# GIVEN RECORDS

>>

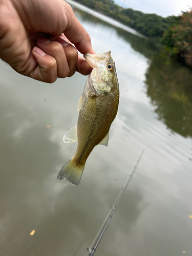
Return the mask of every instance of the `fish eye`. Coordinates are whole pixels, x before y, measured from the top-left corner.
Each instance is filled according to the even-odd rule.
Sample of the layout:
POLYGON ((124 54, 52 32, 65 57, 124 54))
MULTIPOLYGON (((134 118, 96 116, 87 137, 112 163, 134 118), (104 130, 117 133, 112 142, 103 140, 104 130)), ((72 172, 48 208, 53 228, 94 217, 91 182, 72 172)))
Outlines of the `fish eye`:
POLYGON ((111 71, 111 70, 113 70, 113 68, 112 65, 111 65, 110 64, 109 64, 109 65, 108 65, 108 70, 109 70, 110 71, 111 71))

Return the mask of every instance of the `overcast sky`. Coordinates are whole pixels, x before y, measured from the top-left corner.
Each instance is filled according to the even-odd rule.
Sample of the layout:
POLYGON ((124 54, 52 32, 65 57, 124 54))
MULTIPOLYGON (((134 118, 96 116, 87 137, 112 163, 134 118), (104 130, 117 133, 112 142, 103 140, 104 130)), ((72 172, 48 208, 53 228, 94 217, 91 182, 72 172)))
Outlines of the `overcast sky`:
POLYGON ((123 7, 131 8, 145 13, 156 13, 166 17, 178 15, 181 11, 192 7, 191 0, 115 0, 115 3, 123 7))

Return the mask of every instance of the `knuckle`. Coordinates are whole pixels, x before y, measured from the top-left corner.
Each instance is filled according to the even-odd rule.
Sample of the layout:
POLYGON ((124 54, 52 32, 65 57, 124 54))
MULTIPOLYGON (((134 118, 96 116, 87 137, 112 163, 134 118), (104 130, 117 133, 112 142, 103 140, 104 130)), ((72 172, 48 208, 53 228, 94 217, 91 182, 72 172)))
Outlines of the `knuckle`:
POLYGON ((54 58, 52 58, 52 59, 50 60, 49 62, 47 63, 47 69, 52 70, 54 69, 57 65, 57 62, 56 61, 56 59, 54 58))
POLYGON ((67 77, 70 72, 69 67, 66 67, 63 70, 63 78, 67 77))
POLYGON ((88 41, 88 42, 91 44, 91 39, 89 33, 86 31, 84 32, 84 36, 85 36, 86 38, 87 39, 87 40, 88 41))

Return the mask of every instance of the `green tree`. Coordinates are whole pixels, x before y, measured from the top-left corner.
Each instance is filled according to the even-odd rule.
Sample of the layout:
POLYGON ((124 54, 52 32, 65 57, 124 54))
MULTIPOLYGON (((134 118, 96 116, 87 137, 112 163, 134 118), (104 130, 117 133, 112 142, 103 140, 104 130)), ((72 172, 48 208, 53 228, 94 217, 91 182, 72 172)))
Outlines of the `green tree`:
POLYGON ((145 75, 146 93, 159 120, 174 132, 192 138, 192 70, 160 55, 145 75))
POLYGON ((163 35, 163 43, 170 56, 192 67, 192 9, 183 12, 163 35))

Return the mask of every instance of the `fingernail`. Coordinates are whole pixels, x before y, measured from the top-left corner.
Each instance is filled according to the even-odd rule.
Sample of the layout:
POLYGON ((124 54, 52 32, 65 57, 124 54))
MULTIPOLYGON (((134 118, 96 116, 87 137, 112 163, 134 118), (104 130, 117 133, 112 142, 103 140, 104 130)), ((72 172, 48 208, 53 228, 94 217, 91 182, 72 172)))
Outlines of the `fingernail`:
POLYGON ((61 40, 59 42, 62 45, 62 46, 67 46, 69 45, 69 44, 64 38, 61 37, 60 39, 61 40))
POLYGON ((37 54, 38 54, 39 55, 45 56, 46 55, 46 53, 45 52, 42 51, 42 50, 38 48, 38 47, 34 47, 34 50, 36 52, 36 53, 37 53, 37 54))
POLYGON ((50 40, 49 40, 49 39, 45 38, 43 37, 37 38, 36 41, 37 42, 39 42, 39 44, 43 44, 44 45, 47 45, 47 44, 49 44, 49 42, 51 42, 50 40))

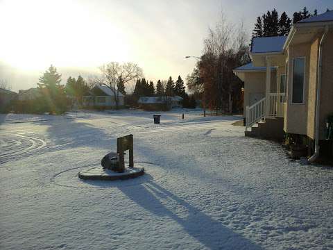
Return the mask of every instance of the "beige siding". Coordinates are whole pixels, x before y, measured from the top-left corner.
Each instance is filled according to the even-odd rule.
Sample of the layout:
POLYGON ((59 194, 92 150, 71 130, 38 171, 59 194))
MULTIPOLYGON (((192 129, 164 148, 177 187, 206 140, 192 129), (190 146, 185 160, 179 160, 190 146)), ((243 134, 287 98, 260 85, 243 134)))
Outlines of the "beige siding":
POLYGON ((284 131, 287 133, 306 135, 307 132, 307 96, 309 85, 309 67, 310 43, 291 46, 289 48, 287 104, 284 131), (304 83, 304 103, 291 103, 293 81, 293 59, 305 57, 305 74, 304 83))
POLYGON ((314 139, 316 113, 316 94, 318 76, 318 49, 319 40, 315 39, 311 44, 309 72, 309 94, 307 96, 307 135, 314 139))
POLYGON ((325 136, 325 119, 333 114, 333 33, 328 33, 323 46, 323 68, 320 111, 320 139, 325 136))

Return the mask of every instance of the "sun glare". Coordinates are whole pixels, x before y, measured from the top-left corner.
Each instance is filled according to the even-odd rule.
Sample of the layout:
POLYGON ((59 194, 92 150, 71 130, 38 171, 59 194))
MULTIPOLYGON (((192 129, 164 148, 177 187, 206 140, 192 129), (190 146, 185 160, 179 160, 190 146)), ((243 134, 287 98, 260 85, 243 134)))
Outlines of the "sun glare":
POLYGON ((128 60, 118 25, 73 1, 0 2, 0 60, 22 70, 98 67, 128 60), (4 38, 4 39, 3 39, 4 38))

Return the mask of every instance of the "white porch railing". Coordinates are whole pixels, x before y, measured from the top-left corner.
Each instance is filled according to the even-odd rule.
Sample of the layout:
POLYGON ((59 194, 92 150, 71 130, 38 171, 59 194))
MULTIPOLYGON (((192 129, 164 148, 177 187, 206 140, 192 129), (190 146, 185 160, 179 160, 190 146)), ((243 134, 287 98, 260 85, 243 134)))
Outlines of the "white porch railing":
POLYGON ((253 105, 246 106, 245 118, 246 130, 265 117, 265 103, 266 98, 264 97, 253 105))
POLYGON ((246 129, 266 117, 283 117, 285 102, 284 93, 271 93, 269 94, 269 110, 266 112, 266 97, 250 106, 246 106, 246 129))
POLYGON ((270 93, 269 112, 267 116, 268 117, 283 117, 284 101, 284 93, 270 93))

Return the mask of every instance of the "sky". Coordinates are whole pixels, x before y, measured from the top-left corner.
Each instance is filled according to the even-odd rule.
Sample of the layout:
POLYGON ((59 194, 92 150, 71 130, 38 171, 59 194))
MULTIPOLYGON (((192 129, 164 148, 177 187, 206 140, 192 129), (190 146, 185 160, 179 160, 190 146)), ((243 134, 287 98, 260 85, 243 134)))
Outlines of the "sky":
POLYGON ((182 78, 223 12, 241 22, 250 40, 257 17, 276 8, 289 17, 304 6, 318 13, 332 0, 0 0, 0 80, 12 90, 36 87, 51 64, 62 74, 87 78, 99 66, 133 62, 144 76, 182 78))

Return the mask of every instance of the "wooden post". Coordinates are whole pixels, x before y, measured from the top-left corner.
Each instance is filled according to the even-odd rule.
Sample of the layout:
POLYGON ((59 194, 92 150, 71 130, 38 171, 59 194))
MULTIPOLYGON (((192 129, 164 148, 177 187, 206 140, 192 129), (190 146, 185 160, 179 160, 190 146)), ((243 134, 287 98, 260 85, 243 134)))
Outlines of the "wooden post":
POLYGON ((124 151, 128 150, 129 167, 134 167, 133 160, 133 135, 119 138, 117 140, 117 153, 119 156, 119 169, 121 172, 125 171, 124 151))
POLYGON ((269 116, 270 112, 270 93, 271 93, 271 59, 266 58, 266 117, 269 116))

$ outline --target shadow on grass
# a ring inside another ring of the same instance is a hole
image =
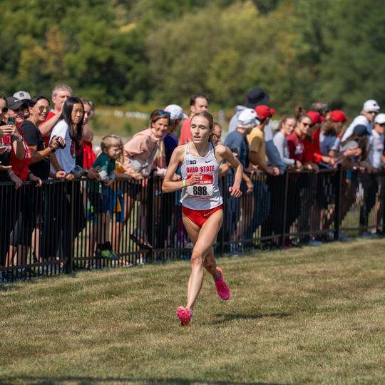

<<

# PROMPT
Copy every item above without changing anything, but leave the pictures out of your copy.

# THE RESULT
Return the mask of every instance of the `fish eye`. Coordinates are whole pixels, x before y, measured from the top-left corner.
Each instance is filled according to the even-odd rule.
Sample of the layout:
POLYGON ((124 54, 52 32, 65 57, 124 54))
MULTIPOLYGON (((134 118, 96 116, 87 137, 112 163, 134 118), (104 130, 117 133, 112 142, 103 140, 104 130)), ((72 172, 48 208, 53 228, 94 217, 91 182, 72 172)))
Outlines of the `fish eye`:
POLYGON ((111 71, 111 70, 113 70, 113 68, 112 65, 111 65, 110 64, 109 64, 109 65, 108 65, 108 70, 109 70, 110 71, 111 71))

Return the mask of every instance of the `overcast sky`. Coordinates are whole pixels, x before y, measured from the top-left corner.
Each instance is filled according to the even-odd rule.
Sample of the layout:
POLYGON ((124 54, 52 32, 65 57, 124 54))
MULTIPOLYGON (((134 118, 96 116, 87 137, 112 163, 134 118), (104 130, 117 133, 112 142, 103 140, 104 130)), ((72 172, 48 208, 53 228, 94 217, 91 182, 72 172)))
Outlines of the `overcast sky`:
POLYGON ((123 7, 131 8, 145 13, 156 13, 166 17, 178 15, 181 11, 192 7, 191 0, 115 0, 115 3, 123 7))

Return the mask of every instance of the `knuckle`. Coordinates are whole pixels, x before y, measured from the top-left corner.
Each instance is filled according to the even-odd rule.
Sample of the layout:
POLYGON ((124 54, 52 32, 65 57, 124 54))
MULTIPOLYGON (((134 118, 96 116, 87 137, 112 163, 134 118), (104 130, 117 133, 112 142, 103 140, 104 130)), ((72 172, 48 208, 53 228, 94 217, 91 182, 72 172)))
Outlines of the `knuckle`:
POLYGON ((54 58, 52 58, 52 59, 50 60, 49 62, 47 63, 47 69, 52 70, 54 69, 57 65, 57 62, 56 61, 56 59, 54 58))
POLYGON ((67 77, 70 72, 69 67, 66 67, 63 70, 63 78, 67 77))
POLYGON ((88 41, 88 42, 91 44, 91 39, 89 33, 86 31, 84 32, 84 36, 85 36, 86 38, 87 39, 87 40, 88 41))

Return the mask of every instance of the `green tree`. Coordinates are whole pixels, x before y, measured from the top-left corner.
Each instance is filled according to the even-odd rule.
Sample of the layout:
POLYGON ((124 54, 52 32, 65 57, 124 54))
MULTIPOLYGON (((134 118, 96 116, 87 137, 112 163, 134 118), (104 130, 117 133, 112 142, 103 140, 104 130)), ((72 172, 48 208, 53 228, 94 217, 91 182, 72 172)))
Outlines of the `green tree`:
POLYGON ((145 75, 146 93, 159 120, 174 132, 192 138, 192 70, 160 55, 145 75))
POLYGON ((163 35, 163 43, 170 56, 192 67, 192 9, 183 12, 163 35))

Return the mask of every instance of the `fingernail`. Coordinates are whole pixels, x before y, measured from the top-left corner.
Each instance is filled according to the even-odd rule.
Sample of the layout:
POLYGON ((124 54, 52 32, 65 57, 124 54))
MULTIPOLYGON (((134 118, 96 116, 87 137, 112 163, 134 118), (104 130, 117 133, 112 142, 103 140, 104 130)), ((72 172, 48 208, 53 228, 94 217, 91 182, 72 172)))
Outlines of the `fingernail`:
POLYGON ((61 40, 59 42, 62 45, 62 46, 67 46, 69 45, 69 44, 64 38, 61 37, 60 39, 61 40))
POLYGON ((37 54, 38 54, 39 55, 45 56, 46 55, 46 53, 45 52, 42 51, 42 50, 38 48, 38 47, 34 47, 34 50, 36 52, 36 53, 37 53, 37 54))
POLYGON ((50 40, 49 40, 49 39, 45 38, 43 37, 37 38, 36 41, 37 42, 39 42, 39 44, 43 44, 44 45, 47 45, 47 44, 49 44, 49 42, 51 42, 50 40))

Return the mask of every instance of the "beige siding". Coordinates are whole pixels, x before y, measured from the top-left corner.
Each instance is filled according to the even-odd rule.
Sample of the layout:
POLYGON ((59 194, 92 150, 71 130, 38 171, 59 194))
MULTIPOLYGON (((192 129, 164 148, 177 187, 206 140, 192 129), (190 146, 185 160, 179 160, 190 146)), ((243 134, 287 98, 260 85, 243 134)))
Outlines of the "beige siding":
POLYGON ((284 131, 287 133, 306 135, 307 132, 307 96, 309 85, 309 67, 310 43, 291 46, 289 48, 287 104, 284 131), (304 83, 304 103, 291 103, 293 81, 293 59, 305 57, 305 74, 304 83))
POLYGON ((314 139, 316 113, 316 94, 318 76, 318 49, 319 40, 315 39, 311 44, 309 72, 309 94, 307 96, 307 135, 314 139))
POLYGON ((325 136, 325 119, 333 114, 333 33, 328 33, 323 46, 323 68, 320 111, 320 139, 325 136))

Return the mask of every instance of the "sun glare". Coordinates are whole pixels, x before y, measured from the top-left corner.
Each instance is filled according to the even-odd rule.
Sample of the layout:
POLYGON ((59 194, 92 150, 71 130, 38 171, 59 194))
MULTIPOLYGON (((192 129, 164 148, 177 187, 206 140, 192 129), (190 146, 185 160, 179 160, 190 146)), ((243 134, 287 98, 260 85, 243 134)))
Outlines of the "sun glare":
POLYGON ((128 60, 118 25, 73 1, 0 2, 0 60, 22 70, 98 67, 128 60), (4 38, 4 39, 3 39, 4 38))

Return the mask of every instance of the "white porch railing". Coordinates are whole pixels, x before y, measured from the top-left corner.
Each instance is filled according to the even-odd rule.
Sample of the layout:
POLYGON ((59 194, 92 150, 71 130, 38 171, 59 194))
MULTIPOLYGON (((192 129, 164 148, 177 187, 206 140, 192 129), (190 146, 185 160, 179 160, 190 146)), ((243 134, 287 98, 260 85, 243 134)))
Outlines of the "white porch railing":
POLYGON ((253 105, 246 106, 245 118, 246 130, 265 117, 265 103, 266 98, 264 97, 253 105))
POLYGON ((246 129, 266 117, 283 117, 285 102, 284 93, 271 93, 269 94, 269 110, 266 112, 266 97, 250 106, 246 106, 246 129))
POLYGON ((270 93, 269 112, 267 116, 268 117, 283 117, 284 101, 284 93, 270 93))

Return the mask of every instance of the "sky". Coordinates are whole pixels, x before y, measured from the top-left corner.
Each instance is filled according to the even-odd rule.
Sample of the layout:
POLYGON ((59 194, 92 150, 71 130, 38 171, 59 194))
MULTIPOLYGON (((192 129, 164 148, 177 187, 206 140, 192 129), (190 146, 185 160, 179 160, 190 146)), ((243 134, 287 98, 260 85, 243 134)))
Outlines of the "sky":
POLYGON ((182 78, 223 12, 241 22, 250 40, 257 17, 276 8, 289 17, 304 6, 318 13, 332 0, 0 0, 0 80, 12 90, 36 87, 51 64, 62 74, 87 78, 99 66, 133 62, 144 76, 182 78))

Return the mask of every instance of the "wooden post". Coordinates are whole pixels, x before y, measured from the top-left corner.
Each instance is filled according to the even-odd rule.
Sample of the layout:
POLYGON ((59 194, 92 150, 71 130, 38 171, 59 194))
MULTIPOLYGON (((192 129, 164 148, 177 187, 206 140, 192 129), (190 146, 185 160, 179 160, 190 146)), ((243 134, 287 98, 260 85, 243 134)))
Outlines of the "wooden post":
POLYGON ((124 151, 128 150, 129 167, 134 167, 133 160, 133 135, 119 138, 117 140, 117 153, 119 156, 119 169, 121 172, 125 171, 124 151))
POLYGON ((269 116, 270 112, 270 93, 271 93, 271 59, 266 58, 266 117, 269 116))

$ outline --target shadow on grass
# a ring inside another ring of the same instance is a hole
image =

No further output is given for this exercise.